Task details:
Lines of the data that contain the word "help" are the ones to copy.

++++++

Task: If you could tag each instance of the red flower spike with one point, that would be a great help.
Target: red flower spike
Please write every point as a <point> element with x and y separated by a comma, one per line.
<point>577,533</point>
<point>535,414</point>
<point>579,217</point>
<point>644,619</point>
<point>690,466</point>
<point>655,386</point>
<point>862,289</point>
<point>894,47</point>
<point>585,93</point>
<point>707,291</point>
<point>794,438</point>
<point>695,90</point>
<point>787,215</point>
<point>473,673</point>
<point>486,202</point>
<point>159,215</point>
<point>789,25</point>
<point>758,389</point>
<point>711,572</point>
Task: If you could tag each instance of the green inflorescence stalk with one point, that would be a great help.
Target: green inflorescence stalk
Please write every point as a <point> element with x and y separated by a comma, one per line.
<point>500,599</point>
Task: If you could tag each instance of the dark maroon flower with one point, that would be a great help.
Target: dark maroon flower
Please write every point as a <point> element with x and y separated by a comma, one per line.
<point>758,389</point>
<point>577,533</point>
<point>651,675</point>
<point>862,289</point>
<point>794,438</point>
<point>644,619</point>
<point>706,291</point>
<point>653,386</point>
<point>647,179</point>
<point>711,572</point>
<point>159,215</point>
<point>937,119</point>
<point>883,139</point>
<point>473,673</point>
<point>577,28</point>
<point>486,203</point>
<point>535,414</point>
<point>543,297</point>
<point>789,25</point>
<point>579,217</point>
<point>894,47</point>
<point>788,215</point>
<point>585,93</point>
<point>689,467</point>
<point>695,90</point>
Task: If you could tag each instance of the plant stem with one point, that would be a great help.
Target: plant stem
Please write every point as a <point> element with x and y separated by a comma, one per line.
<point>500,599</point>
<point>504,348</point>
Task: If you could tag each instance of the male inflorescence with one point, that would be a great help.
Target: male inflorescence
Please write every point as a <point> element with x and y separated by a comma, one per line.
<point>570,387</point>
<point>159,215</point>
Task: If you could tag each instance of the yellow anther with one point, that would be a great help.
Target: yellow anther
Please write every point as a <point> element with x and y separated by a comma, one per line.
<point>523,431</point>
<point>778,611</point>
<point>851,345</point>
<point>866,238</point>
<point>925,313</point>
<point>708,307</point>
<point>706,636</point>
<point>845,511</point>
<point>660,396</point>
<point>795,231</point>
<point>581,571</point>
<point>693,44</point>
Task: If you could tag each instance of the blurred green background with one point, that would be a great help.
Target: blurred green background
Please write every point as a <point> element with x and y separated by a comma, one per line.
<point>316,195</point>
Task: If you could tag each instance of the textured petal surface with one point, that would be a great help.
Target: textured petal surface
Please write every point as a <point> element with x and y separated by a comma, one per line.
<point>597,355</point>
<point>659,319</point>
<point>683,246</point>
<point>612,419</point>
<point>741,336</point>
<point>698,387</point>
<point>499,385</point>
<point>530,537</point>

++++++

Exercise response:
Task: If you could tag each instance of the red flower spike with one point, that would be a great help.
Task: If you could tag each instance of the green inflorescence stalk with one point, that would be a great help.
Task: If you could tag each instance of the dark maroon flower with one point, that would be a great help.
Task: If you could tag each instance of the plant stem with one point, that would be a great help.
Task: If you could tag each instance of the male inflorescence with one point, that would be a great help.
Task: If you could tag each instance of the yellow anther with one point, that would be a great help.
Task: If you could tag each instance of the blurred green background with one point, that would be a great help.
Task: If you could tag each instance of the textured petal surface with one point, that would be a great help.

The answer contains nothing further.